The effectiveness of the law and the respect that people have for the law and the government which enacts it is dependent upon the judiciary's independence to mete out fair decisions. Furthermore, it is a pillar of economic growth as multinational businesses and investors have confidence to invest in the economy of a nation who has a strong and stable judiciary that is independent of interference. The judiciary's role in deciding the validity of presidential and parliamentary elections also necessitates independence of the judiciary.

===Disadvantages===
The disadvantages of having a judiciary that is seemingly too independent include possible abuse of power by judges. Self-interest, ideological dedication and even corruption may influence the decisions of judges without any checks and balances in place to prevent this abuse of power if the judiciary is completely independent. The relationship between the judiciary and the executive is a complex series of dependencies and interdependencies which counter-check each other and must be carefully balanced. One cannot be too independent of the other. Furthermore, judicial support of the executive is not as negative as it seems as the executive is the branch of government with the greatest claim to democratic legitimacy. If the judiciary and executive are constantly feuding, no government can function well.

Also, an extremely independent judiciary would lack judicial accountability, which is the duty of a public decision-maker to explain and justify a decision and to make amendments where a decision causes injustice or harm. Judges are not required to give an entire account of their rationale behind decisions, and are shielded against public scrutiny and protected from legal repercussions. However judicial accountability can reinforce judicial independence as it could show that judges have proper reasons and rationales for arriving at a particular decision. While judges are not democratically accountable to the people, the key is for judges to achieve equilibrium between the two to ensure that justice is upheld.

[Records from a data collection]

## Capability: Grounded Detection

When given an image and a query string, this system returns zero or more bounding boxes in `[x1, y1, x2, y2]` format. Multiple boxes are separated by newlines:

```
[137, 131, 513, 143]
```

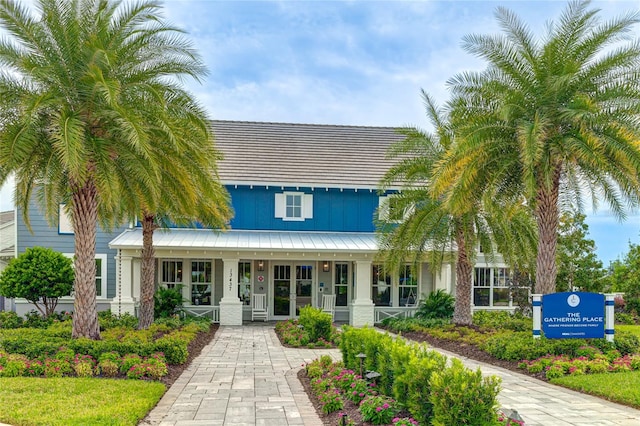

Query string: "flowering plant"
[391, 417, 419, 426]
[360, 395, 398, 425]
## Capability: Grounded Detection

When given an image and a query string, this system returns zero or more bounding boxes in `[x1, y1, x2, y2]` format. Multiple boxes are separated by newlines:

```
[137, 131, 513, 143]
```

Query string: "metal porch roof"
[109, 228, 378, 252]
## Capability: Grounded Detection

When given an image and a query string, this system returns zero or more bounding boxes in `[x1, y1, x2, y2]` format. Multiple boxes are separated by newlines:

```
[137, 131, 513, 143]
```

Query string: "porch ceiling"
[109, 228, 378, 253]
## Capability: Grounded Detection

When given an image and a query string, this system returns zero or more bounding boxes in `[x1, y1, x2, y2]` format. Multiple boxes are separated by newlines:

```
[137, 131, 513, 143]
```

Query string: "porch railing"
[182, 305, 220, 323]
[374, 306, 418, 324]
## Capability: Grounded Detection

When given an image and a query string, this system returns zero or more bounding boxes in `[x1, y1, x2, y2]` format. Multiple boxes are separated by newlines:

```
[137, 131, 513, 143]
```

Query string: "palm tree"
[0, 0, 210, 339]
[443, 1, 640, 294]
[378, 91, 535, 324]
[138, 126, 232, 329]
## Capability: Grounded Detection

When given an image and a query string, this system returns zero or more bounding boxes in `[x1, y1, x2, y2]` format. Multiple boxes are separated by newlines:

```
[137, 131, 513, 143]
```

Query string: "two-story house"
[12, 121, 504, 326]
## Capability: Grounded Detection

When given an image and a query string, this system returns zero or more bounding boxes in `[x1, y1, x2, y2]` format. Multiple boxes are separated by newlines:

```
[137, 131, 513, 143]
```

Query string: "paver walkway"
[141, 324, 640, 426]
[141, 323, 340, 426]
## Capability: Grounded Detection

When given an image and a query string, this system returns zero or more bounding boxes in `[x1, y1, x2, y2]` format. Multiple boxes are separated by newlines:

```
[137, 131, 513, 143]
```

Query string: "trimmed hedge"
[340, 326, 500, 424]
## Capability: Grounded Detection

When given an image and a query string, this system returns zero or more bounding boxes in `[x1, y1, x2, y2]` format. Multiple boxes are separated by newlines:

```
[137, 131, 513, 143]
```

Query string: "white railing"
[182, 305, 220, 323]
[374, 306, 418, 324]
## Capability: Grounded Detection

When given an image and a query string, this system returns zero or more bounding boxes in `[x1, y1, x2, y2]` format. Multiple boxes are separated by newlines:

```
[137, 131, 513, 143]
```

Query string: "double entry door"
[271, 264, 314, 319]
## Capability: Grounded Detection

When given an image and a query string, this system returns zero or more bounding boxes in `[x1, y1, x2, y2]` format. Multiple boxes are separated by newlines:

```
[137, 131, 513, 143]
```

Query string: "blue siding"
[16, 203, 127, 298]
[227, 186, 379, 232]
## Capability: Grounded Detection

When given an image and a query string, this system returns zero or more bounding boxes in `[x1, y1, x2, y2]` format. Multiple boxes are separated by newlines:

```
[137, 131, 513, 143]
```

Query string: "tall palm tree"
[378, 91, 535, 324]
[442, 1, 640, 294]
[0, 0, 209, 339]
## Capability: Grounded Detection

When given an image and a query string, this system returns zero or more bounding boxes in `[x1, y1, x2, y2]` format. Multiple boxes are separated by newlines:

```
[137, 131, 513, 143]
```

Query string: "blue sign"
[542, 292, 604, 339]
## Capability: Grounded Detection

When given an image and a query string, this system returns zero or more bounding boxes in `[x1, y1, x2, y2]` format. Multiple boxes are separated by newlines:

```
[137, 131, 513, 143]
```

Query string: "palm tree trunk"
[138, 213, 157, 330]
[453, 221, 473, 325]
[71, 179, 100, 340]
[535, 164, 562, 294]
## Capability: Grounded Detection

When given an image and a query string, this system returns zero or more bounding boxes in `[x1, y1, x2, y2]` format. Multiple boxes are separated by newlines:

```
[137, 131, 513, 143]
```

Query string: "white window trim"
[275, 191, 313, 222]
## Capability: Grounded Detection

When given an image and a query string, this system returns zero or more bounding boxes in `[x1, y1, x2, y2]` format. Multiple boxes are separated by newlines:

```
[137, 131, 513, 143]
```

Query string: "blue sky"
[0, 0, 640, 263]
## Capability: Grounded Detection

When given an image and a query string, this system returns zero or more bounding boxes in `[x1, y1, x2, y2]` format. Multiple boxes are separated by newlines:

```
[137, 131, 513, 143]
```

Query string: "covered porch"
[109, 228, 453, 326]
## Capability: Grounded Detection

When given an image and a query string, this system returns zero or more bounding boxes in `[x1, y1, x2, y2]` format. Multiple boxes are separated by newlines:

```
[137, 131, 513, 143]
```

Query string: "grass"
[615, 324, 640, 337]
[551, 371, 640, 408]
[0, 377, 165, 426]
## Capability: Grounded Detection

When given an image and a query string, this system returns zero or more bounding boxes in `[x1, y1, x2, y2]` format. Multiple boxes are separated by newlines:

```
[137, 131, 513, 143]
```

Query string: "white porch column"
[111, 251, 135, 315]
[220, 259, 242, 325]
[349, 260, 375, 327]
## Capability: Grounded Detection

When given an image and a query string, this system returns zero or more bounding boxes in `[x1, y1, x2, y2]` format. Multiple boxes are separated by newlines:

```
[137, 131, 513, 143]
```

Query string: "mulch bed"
[160, 324, 219, 389]
[298, 324, 548, 426]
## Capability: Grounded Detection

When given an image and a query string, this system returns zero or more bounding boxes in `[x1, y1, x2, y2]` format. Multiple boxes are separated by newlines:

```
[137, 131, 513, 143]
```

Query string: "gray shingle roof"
[213, 120, 402, 188]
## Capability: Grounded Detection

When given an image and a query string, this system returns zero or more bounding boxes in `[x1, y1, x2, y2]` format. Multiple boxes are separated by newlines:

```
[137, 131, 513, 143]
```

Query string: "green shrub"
[473, 311, 533, 331]
[0, 311, 23, 328]
[299, 306, 332, 342]
[120, 354, 142, 374]
[98, 311, 138, 331]
[98, 359, 120, 377]
[393, 351, 447, 425]
[319, 388, 344, 414]
[153, 285, 184, 318]
[415, 289, 455, 319]
[429, 358, 500, 426]
[360, 395, 399, 425]
[0, 247, 74, 316]
[153, 335, 189, 364]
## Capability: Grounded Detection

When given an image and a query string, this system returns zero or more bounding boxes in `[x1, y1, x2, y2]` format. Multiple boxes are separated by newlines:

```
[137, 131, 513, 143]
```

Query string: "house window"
[473, 268, 511, 306]
[333, 263, 349, 306]
[58, 204, 73, 235]
[238, 262, 251, 306]
[191, 260, 211, 305]
[161, 260, 182, 288]
[275, 192, 313, 221]
[398, 265, 418, 306]
[371, 265, 391, 306]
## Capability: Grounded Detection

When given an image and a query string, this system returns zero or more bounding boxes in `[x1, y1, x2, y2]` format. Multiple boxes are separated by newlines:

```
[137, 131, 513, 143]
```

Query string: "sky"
[0, 0, 640, 265]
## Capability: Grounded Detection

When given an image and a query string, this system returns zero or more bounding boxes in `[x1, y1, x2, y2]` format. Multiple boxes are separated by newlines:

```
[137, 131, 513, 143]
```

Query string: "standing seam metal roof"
[109, 228, 378, 252]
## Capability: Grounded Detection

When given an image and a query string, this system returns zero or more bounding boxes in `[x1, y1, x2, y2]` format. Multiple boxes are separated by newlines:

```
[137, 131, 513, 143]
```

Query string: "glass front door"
[273, 265, 291, 317]
[272, 265, 314, 319]
[295, 265, 313, 316]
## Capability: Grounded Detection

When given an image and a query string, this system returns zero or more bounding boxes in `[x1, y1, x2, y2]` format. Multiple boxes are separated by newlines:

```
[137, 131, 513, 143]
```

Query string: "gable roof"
[212, 120, 403, 189]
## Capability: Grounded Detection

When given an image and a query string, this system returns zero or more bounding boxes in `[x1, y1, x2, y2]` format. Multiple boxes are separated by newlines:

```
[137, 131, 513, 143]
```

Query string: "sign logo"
[567, 293, 580, 308]
[542, 292, 604, 339]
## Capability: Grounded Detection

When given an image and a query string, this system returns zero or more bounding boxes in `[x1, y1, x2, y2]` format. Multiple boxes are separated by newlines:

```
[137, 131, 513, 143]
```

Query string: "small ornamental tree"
[0, 247, 74, 316]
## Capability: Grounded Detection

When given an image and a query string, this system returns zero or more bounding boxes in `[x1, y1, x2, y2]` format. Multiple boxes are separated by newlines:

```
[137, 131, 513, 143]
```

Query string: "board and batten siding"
[227, 185, 379, 232]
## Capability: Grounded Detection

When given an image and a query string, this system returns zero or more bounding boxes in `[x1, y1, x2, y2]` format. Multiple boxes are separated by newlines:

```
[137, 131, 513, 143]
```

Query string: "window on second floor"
[275, 192, 313, 221]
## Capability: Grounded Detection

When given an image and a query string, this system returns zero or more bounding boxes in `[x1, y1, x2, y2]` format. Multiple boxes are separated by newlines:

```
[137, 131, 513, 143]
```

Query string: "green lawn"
[614, 324, 640, 337]
[551, 371, 640, 408]
[0, 377, 165, 426]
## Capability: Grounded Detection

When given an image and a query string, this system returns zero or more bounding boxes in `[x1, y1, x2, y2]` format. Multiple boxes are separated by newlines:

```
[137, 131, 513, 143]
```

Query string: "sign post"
[534, 292, 613, 339]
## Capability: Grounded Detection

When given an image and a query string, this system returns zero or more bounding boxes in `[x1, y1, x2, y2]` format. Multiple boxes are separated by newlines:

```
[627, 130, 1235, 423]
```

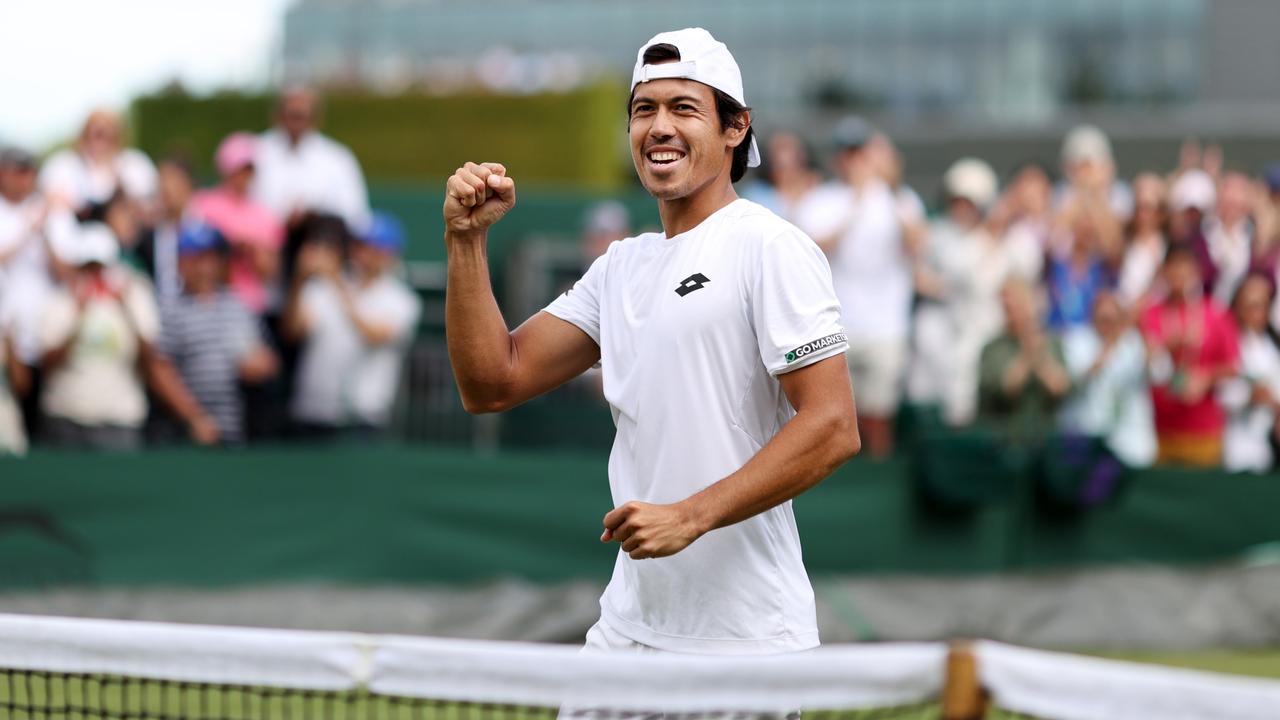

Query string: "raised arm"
[600, 354, 861, 560]
[444, 163, 600, 413]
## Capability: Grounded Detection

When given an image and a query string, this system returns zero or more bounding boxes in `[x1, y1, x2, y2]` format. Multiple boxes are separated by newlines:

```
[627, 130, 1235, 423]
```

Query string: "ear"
[724, 110, 751, 150]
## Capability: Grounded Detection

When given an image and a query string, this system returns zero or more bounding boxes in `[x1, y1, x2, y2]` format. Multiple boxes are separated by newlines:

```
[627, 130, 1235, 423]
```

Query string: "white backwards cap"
[631, 27, 760, 168]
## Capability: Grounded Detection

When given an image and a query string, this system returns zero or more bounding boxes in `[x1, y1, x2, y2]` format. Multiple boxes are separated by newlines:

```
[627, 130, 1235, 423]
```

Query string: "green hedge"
[132, 82, 631, 191]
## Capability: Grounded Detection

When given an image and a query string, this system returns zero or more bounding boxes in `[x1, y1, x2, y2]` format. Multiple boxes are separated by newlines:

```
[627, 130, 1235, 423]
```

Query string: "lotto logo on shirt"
[786, 333, 845, 364]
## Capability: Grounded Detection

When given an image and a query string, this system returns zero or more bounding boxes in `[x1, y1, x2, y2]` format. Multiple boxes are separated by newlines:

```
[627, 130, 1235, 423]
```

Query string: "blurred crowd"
[0, 88, 420, 455]
[744, 117, 1280, 471]
[0, 88, 1280, 471]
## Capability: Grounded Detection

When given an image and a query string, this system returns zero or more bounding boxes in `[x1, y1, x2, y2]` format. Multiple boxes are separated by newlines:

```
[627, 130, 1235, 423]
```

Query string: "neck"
[658, 178, 737, 237]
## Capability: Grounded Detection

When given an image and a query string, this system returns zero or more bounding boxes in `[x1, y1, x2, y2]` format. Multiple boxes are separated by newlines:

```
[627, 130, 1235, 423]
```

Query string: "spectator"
[136, 156, 195, 303]
[40, 223, 218, 451]
[0, 149, 52, 366]
[1169, 168, 1217, 288]
[283, 214, 421, 438]
[797, 117, 911, 457]
[191, 132, 284, 315]
[867, 132, 928, 258]
[742, 131, 818, 222]
[160, 222, 278, 445]
[909, 158, 1010, 425]
[1044, 204, 1115, 332]
[250, 88, 369, 230]
[988, 164, 1053, 283]
[1203, 172, 1272, 307]
[0, 324, 31, 457]
[978, 278, 1071, 441]
[1142, 245, 1239, 468]
[1056, 124, 1133, 222]
[1219, 274, 1280, 473]
[40, 110, 156, 211]
[1059, 289, 1156, 468]
[1116, 173, 1169, 313]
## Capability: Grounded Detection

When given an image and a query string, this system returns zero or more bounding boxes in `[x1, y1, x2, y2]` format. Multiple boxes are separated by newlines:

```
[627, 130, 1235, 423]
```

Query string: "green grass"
[1088, 648, 1280, 679]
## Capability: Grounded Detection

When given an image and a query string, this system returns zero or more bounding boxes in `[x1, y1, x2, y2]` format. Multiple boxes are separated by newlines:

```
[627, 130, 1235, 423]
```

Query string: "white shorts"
[570, 618, 801, 720]
[845, 338, 906, 418]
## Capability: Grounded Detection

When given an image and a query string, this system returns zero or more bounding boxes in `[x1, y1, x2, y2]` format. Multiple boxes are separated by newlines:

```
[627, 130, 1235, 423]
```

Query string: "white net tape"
[974, 642, 1280, 720]
[0, 607, 947, 712]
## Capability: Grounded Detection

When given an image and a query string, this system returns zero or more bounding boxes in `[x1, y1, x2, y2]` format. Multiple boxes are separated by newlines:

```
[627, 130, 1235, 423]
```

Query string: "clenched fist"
[444, 163, 516, 233]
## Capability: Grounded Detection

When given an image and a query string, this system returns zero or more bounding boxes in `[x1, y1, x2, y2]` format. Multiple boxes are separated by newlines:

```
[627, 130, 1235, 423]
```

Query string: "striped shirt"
[160, 290, 262, 443]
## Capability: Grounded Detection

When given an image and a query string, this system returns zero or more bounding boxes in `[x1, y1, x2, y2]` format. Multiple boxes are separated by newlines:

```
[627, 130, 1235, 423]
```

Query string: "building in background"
[280, 0, 1280, 190]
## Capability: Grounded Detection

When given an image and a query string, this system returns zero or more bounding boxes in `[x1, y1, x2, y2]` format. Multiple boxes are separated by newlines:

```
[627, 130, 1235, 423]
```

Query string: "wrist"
[676, 491, 718, 537]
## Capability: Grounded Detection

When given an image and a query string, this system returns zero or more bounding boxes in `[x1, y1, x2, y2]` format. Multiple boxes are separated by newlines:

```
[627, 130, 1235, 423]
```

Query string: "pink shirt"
[191, 187, 284, 314]
[1142, 297, 1240, 436]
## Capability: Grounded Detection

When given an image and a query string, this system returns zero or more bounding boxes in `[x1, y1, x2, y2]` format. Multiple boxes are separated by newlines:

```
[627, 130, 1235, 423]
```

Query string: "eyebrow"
[631, 95, 703, 108]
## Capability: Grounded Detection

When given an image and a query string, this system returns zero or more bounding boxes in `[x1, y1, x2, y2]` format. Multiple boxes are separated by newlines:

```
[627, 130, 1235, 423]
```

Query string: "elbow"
[827, 411, 863, 466]
[458, 389, 516, 415]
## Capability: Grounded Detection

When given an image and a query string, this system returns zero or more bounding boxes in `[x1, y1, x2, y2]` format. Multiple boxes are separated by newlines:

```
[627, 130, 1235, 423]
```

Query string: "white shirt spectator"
[293, 275, 421, 427]
[1004, 218, 1050, 284]
[0, 311, 27, 457]
[1204, 218, 1253, 307]
[40, 268, 160, 428]
[253, 128, 369, 231]
[0, 195, 49, 287]
[908, 219, 1012, 425]
[1116, 233, 1165, 309]
[1059, 325, 1156, 468]
[1219, 331, 1280, 473]
[40, 147, 157, 209]
[796, 181, 911, 345]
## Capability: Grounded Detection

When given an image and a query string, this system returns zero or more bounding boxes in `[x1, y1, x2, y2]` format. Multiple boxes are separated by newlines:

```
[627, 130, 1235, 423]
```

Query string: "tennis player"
[444, 28, 859, 655]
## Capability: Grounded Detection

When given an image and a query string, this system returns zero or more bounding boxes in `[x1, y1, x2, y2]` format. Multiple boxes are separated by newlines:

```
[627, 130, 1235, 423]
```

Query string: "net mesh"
[0, 670, 942, 720]
[0, 615, 946, 720]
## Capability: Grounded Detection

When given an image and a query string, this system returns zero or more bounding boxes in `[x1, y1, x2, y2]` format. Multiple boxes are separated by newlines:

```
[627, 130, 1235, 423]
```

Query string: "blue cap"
[360, 211, 404, 252]
[178, 222, 228, 255]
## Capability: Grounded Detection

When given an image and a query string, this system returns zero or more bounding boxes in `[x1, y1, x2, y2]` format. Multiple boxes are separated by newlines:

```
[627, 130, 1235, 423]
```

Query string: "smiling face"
[628, 78, 746, 200]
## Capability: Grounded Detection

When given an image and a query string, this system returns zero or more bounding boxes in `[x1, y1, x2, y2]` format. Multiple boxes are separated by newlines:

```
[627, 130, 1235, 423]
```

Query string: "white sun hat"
[631, 27, 760, 168]
[942, 158, 1000, 209]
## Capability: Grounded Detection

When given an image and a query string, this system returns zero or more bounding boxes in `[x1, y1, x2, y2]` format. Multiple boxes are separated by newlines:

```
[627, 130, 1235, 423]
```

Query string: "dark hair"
[1162, 242, 1199, 269]
[627, 42, 755, 182]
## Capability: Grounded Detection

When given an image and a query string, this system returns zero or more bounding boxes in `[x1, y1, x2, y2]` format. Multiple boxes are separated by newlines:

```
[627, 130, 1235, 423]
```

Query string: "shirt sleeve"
[125, 275, 160, 343]
[543, 252, 609, 345]
[751, 231, 849, 375]
[40, 292, 78, 352]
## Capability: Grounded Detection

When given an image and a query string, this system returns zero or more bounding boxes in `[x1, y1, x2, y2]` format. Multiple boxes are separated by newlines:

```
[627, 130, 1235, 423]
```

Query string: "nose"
[649, 108, 676, 142]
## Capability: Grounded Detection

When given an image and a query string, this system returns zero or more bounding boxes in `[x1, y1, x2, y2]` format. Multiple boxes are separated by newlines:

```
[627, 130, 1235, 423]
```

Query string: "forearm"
[681, 411, 860, 534]
[444, 232, 515, 411]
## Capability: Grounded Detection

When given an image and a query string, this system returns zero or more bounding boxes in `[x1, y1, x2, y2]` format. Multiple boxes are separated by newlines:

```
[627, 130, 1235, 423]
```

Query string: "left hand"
[600, 501, 705, 560]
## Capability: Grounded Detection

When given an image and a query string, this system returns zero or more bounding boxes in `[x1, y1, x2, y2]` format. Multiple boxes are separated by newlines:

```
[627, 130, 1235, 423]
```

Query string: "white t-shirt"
[293, 275, 421, 427]
[796, 182, 911, 343]
[40, 266, 160, 428]
[1217, 332, 1280, 473]
[547, 200, 846, 655]
[253, 129, 369, 231]
[40, 147, 159, 208]
[1059, 325, 1156, 468]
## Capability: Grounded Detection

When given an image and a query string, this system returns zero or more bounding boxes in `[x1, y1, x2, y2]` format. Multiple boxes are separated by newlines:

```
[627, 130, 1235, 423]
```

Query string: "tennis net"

_Problem set_
1 - According to the passage on judicial independence, what may influence the decisions of judges when the judiciary is completely independent? List every item it names.
2 - Answer each question from the passage on judicial independence.
(a) Who has confidence to invest in the economy of a nation with a strong, stable and independent judiciary?
(b) Which branch of government has the greatest claim to democratic legitimacy?
(c) Whose duty is judicial accountability?
3 - Copy the passage on judicial independence word for word, starting at "Also, an extremely" and ending at "justice is upheld.".
Rely only on the passage on judicial independence for your work.

_Solution set_
1 -
- Self-interest
- Ideological dedication
- Corruption

2 -
(a) Multinational businesses and investors.
(b) The executive.
(c) The duty of a public decision-maker.

3 -
Also, an extremely independent judiciary would lack judicial accountability, which is the duty of a public decision-maker to explain and justify a decision and to make amendments where a decision causes injustice or harm. Judges are not required to give an entire account of their rationale behind decisions, and are shielded against public scrutiny and protected from legal repercussions. However judicial accountability can reinforce judicial independence as it could show that judges have proper reasons and rationales for arriving at a particular decision. While judges are not democratically accountable to the people, the key is for judges to achieve equilibrium between the two to ensure that justice is upheld.